------ LISTED ENTRIES ------
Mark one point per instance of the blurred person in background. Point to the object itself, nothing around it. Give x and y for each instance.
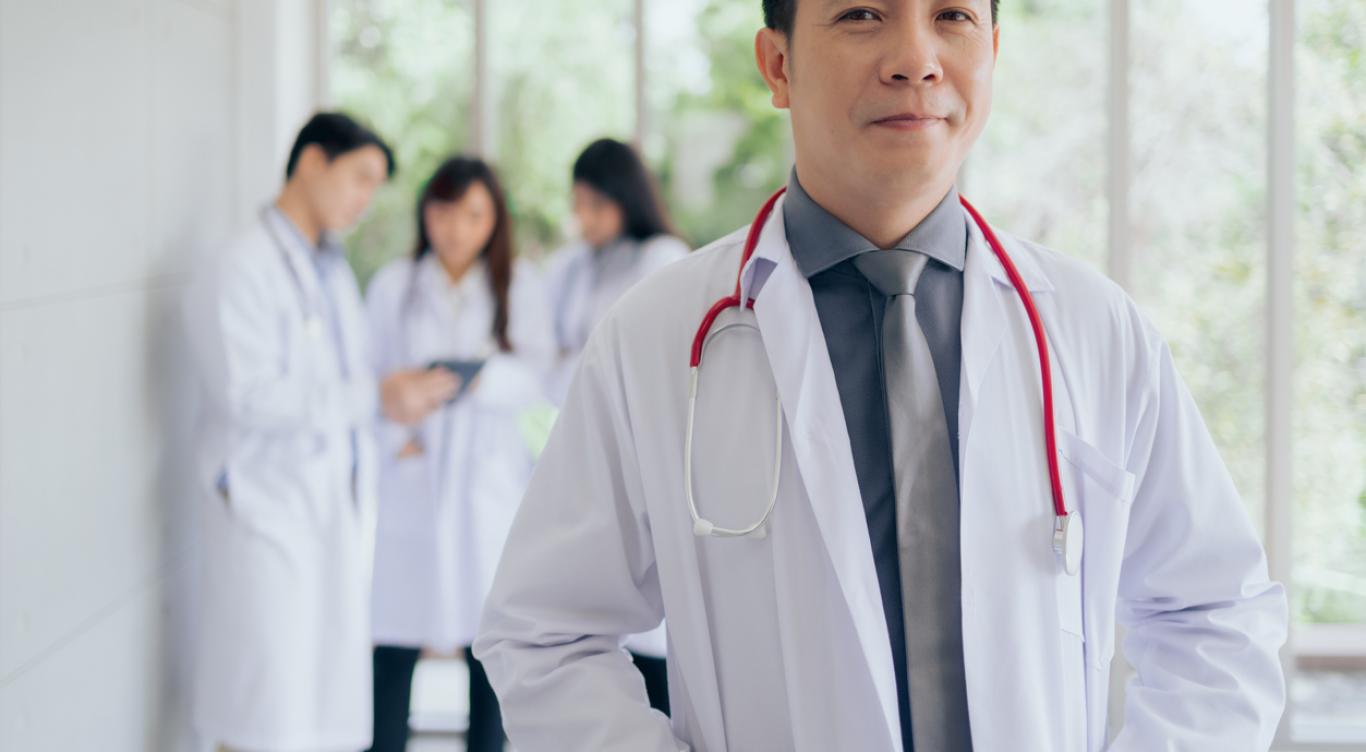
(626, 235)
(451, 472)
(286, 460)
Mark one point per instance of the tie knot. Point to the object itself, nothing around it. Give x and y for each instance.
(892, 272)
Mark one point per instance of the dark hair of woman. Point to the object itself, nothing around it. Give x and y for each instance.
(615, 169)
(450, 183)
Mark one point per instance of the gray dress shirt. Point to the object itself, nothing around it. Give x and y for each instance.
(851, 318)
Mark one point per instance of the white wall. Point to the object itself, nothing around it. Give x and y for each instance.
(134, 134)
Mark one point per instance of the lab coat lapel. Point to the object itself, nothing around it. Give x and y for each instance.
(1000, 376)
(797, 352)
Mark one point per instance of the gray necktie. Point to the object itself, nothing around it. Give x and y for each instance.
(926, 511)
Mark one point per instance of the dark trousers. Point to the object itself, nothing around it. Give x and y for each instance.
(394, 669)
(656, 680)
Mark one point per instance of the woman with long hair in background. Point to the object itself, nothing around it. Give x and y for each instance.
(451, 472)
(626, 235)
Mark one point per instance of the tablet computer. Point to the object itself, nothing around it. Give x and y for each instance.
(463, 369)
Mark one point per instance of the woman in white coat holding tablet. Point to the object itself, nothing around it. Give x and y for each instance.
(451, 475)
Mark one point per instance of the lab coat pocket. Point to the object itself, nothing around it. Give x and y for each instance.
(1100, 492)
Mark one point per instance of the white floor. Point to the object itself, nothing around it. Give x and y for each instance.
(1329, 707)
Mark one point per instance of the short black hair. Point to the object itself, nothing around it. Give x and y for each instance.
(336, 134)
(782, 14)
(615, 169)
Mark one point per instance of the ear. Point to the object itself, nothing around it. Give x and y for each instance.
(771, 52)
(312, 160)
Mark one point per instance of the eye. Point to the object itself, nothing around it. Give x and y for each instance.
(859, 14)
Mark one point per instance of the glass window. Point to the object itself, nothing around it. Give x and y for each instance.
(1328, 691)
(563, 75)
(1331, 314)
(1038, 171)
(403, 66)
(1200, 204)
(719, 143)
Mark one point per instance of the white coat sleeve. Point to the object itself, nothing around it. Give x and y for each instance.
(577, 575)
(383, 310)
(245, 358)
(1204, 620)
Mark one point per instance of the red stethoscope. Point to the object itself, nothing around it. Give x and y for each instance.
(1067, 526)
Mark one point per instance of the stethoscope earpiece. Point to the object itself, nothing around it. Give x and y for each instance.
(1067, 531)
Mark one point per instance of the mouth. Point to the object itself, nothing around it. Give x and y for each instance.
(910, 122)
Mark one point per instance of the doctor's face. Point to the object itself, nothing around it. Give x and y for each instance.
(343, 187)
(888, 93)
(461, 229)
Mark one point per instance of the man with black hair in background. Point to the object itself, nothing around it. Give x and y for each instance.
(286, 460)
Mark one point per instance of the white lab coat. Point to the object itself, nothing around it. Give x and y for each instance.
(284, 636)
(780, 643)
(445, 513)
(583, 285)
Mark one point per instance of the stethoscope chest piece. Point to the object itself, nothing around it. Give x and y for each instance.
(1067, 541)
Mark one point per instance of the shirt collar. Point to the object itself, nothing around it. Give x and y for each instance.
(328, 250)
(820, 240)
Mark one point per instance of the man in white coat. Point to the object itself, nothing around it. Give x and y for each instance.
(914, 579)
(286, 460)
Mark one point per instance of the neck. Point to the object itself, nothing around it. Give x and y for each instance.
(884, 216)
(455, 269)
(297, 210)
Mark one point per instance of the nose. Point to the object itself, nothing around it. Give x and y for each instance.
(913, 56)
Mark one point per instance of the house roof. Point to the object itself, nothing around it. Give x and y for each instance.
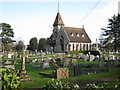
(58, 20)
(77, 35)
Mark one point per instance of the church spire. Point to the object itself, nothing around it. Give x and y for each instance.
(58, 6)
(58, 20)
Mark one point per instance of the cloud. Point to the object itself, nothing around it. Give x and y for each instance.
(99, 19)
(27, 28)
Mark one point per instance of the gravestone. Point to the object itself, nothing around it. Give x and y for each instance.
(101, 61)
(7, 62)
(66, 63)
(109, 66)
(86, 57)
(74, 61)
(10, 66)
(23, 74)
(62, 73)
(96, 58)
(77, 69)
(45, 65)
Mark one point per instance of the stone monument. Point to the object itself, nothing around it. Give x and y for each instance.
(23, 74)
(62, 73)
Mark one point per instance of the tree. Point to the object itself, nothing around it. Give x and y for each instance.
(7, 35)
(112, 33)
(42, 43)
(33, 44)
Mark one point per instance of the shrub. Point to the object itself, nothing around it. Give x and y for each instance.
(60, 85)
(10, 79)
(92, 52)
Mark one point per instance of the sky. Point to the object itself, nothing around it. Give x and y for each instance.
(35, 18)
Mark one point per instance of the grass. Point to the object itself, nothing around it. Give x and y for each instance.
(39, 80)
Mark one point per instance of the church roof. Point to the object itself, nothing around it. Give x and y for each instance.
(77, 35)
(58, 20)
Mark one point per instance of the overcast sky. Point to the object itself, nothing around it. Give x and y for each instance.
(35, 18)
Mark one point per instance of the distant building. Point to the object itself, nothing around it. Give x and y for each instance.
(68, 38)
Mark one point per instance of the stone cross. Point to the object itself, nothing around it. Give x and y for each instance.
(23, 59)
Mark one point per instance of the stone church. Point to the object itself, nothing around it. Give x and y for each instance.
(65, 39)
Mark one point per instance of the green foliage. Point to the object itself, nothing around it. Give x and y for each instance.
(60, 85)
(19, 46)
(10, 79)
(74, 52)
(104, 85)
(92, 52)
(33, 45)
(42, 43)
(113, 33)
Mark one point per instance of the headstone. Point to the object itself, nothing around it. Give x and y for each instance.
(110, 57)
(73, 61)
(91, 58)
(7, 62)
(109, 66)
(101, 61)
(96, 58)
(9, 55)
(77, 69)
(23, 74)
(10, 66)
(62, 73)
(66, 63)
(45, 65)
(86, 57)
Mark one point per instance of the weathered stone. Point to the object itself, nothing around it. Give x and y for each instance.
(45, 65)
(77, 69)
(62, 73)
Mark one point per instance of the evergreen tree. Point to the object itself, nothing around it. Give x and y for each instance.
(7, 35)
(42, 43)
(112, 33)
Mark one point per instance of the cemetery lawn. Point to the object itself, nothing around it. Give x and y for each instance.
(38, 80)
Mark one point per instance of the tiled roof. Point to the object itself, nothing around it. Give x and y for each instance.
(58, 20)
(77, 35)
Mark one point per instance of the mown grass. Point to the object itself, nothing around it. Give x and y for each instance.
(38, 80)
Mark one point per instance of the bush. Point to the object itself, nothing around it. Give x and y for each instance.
------
> _THE PROBLEM_
Print every one of the lines above verbatim, omitting the pictures.

> _OUTPUT OF THE EXERCISE_
Mark one point per instance of the blurred person in background. Point to the object itself, nothing around it. Give x and y for each instance.
(626, 235)
(451, 472)
(286, 460)
Mark one point per instance of the tie knot. Point to the object itself, nothing around it. Give x and y for each instance.
(892, 272)
Mark one point per instance of the dark hair of woman. Point to the object itself, nothing around it. Give x and y for each instance.
(615, 169)
(450, 183)
Mark one point per instance of the gray dress shirt. Point to the object itself, nothing around it. Give x and y for each instance.
(851, 318)
Mark one point per instance of the white wall. Point to the object itself, nothing around it. Give x and y for each instance.
(134, 134)
Mark one point per instance of the lab coat lapel. Point to the object itself, nothing around it. Give x and y for each instance.
(1000, 376)
(797, 352)
Mark one point per instance of the gray necktie. Point to the object itself, nothing around it. Give x and y for each instance.
(926, 511)
Mark one point per instance of the dark trousers. Point to the object itself, nothing around it. Give x and y for each instance.
(394, 669)
(656, 680)
Mark one point per instance of the woman with long hair in background. Point to the object itself, nothing around it. Give x and y for each instance.
(451, 472)
(626, 235)
Mark one point per instance of the tablet computer. Point to the object itself, nothing around it. Give x and y for each instance.
(463, 369)
Mark one point per instance of the woman in white coat holding tablet. Point to the object itself, nothing around it. Give x and y for each instance.
(451, 475)
Mark one point per instance of the lab coat pocket. Point to the object itself, nothing around it. Give x and y for each instance.
(1100, 492)
Mark one point per instance of the white floor. Point to the object itself, nothing around it. Give x and y for each instance.
(1329, 707)
Mark one point per instance of the short black hair. Point to the object itself, nothing around it. Give x and y for each instance.
(336, 134)
(782, 14)
(615, 169)
Mark one point per instance of the ear. Point to the object itself, nothing around it. Give x and y for each instance.
(771, 52)
(312, 160)
Mark one point per instance of the eye. Point to the object itself, nothing around it. Give x and y for each instance.
(859, 14)
Mark one point per instance of the glass window. Point to the object itself, nothing around it. Give x and y for each instance.
(1328, 691)
(563, 75)
(1331, 314)
(1038, 171)
(403, 66)
(1200, 204)
(719, 143)
Mark one point per instance of the white coat sleeve. Point to the object itself, nothing around it. Give x and y for each instance.
(577, 575)
(383, 310)
(245, 358)
(1204, 620)
Mark one point per instance of the red stethoscope. Point to the object itself, nothing around it. Give x and y for each instance.
(1067, 526)
Mark one point per instance of the stethoscope earpiece. Point to the object itself, nothing around it. Give x and y for each instance.
(1067, 531)
Mark one point per instance of the mouth. Point to the object itself, nothing around it. Give x and y for each instance.
(910, 122)
Mark one point per instance of the doctor's face. Point to the object itself, nothing around it. Give x and y for each instance.
(343, 187)
(888, 93)
(461, 229)
Mark one point per instance of the man with black hair in background. Point to the object itself, nothing around it. Give x and y for each instance.
(286, 460)
Mark one point per instance of the white lab coat. Point to the object itself, nothing around it. Give x and y for each instance.
(284, 636)
(780, 643)
(445, 513)
(583, 285)
Mark one point per instance of the stethoscope chest piece. Point to the object itself, nothing around it. Give x and y for each instance.
(1067, 541)
Mark one point per instance of the shirt collar. Point to the object itself, nothing around it. Give x and y for each instance.
(328, 250)
(820, 240)
Mark one point per instance of the man in white coat. Point to the object itself, nothing around it. Give x and y for each instance.
(914, 579)
(286, 460)
Mark one point per instance of the neck. Point to the object itself, nothing around it. Give x and y for each instance.
(884, 216)
(455, 269)
(297, 210)
Mark one point per instance of the nose. Point to the object itself, nothing around it. Give x and y for each instance.
(913, 56)
Mark one point per instance of the house roof. Point to the object itself, nothing around it. Give x and y for each instance.
(58, 20)
(77, 35)
Mark one point per instance of the church spire. Point to the object itself, nothing around it. Give x and y for each instance.
(58, 6)
(58, 20)
Mark one point per instance of the cloud. Point to the object itself, nothing around it. Give x and y for each instance.
(99, 19)
(27, 28)
Mark one point per instance of the gravestone. Point to the object itself, nothing around it. Give x and y for each instance.
(101, 61)
(7, 62)
(66, 63)
(109, 66)
(86, 57)
(74, 61)
(10, 66)
(23, 74)
(62, 73)
(96, 58)
(77, 69)
(45, 65)
Mark one point per instance of the stone monument. Point to the object itself, nothing around it. Give x and y for each instance.
(23, 74)
(62, 73)
Mark one point per instance of the tree. Point to the object itself, nothing around it. Give x and y for each instance.
(7, 35)
(112, 33)
(42, 43)
(33, 44)
Mark one point per instance of the shrub. Point to the object itself, nothing around it. Give x and y for each instance.
(60, 85)
(10, 79)
(92, 52)
Mark one point per instance of the sky. Point to the object itself, nothing around it. Give x and y for each instance.
(35, 18)
Mark one point per instance of the grass. Point to the object itself, nothing around it. Give x and y for each instance.
(39, 80)
Mark one point per instance of the church roof. Point to the object itself, nothing around it. Give x and y for each instance.
(77, 35)
(58, 20)
Mark one point per instance of the overcast sky. Point to the object itself, nothing around it. Give x and y for each instance.
(35, 18)
Mark one point per instance of the distant building. Point to the object itself, nothing around it. Give x and y for each instance.
(68, 38)
Mark one point per instance of the stone cross. Point to the object itself, nothing around it. Give x and y for each instance.
(23, 59)
Mark one point per instance of the stone church. Point to the object itself, nothing around it. Give x and y for each instance.
(65, 39)
Mark one point per instance of the green foliage. Point to the object itself, nothing around it. Give x and y for each instance.
(60, 85)
(19, 46)
(10, 79)
(74, 52)
(104, 85)
(92, 52)
(33, 45)
(42, 43)
(113, 33)
Mark one point per instance of the headstone. Point to the object itself, nothing around it. Give x and y for each instance.
(110, 57)
(73, 61)
(91, 58)
(7, 62)
(109, 66)
(101, 61)
(96, 58)
(9, 55)
(77, 69)
(23, 74)
(10, 66)
(62, 73)
(66, 63)
(45, 65)
(86, 57)
Mark one point per instance of the weathered stone. Point to the object itself, nothing around it. Give x and y for each instance.
(45, 65)
(77, 69)
(62, 73)
Mark one point per instance of the evergreen tree. Point to the object itself, nothing around it. Give x and y for each instance.
(7, 35)
(42, 43)
(112, 33)
Mark one point per instance of the cemetery lawn. Point to the object itself, nothing around it. Give x and y for each instance.
(38, 80)
Mark one point per instance of the tiled roof. Point to the object itself, nothing around it. Give x and y for each instance.
(58, 20)
(77, 35)
Mark one point per instance of the mown grass. Point to the object itself, nothing around it. Give x and y for each instance.
(38, 80)
Mark one point per instance of the bush. Point to the object itself, nothing around it. Give x and y for each instance.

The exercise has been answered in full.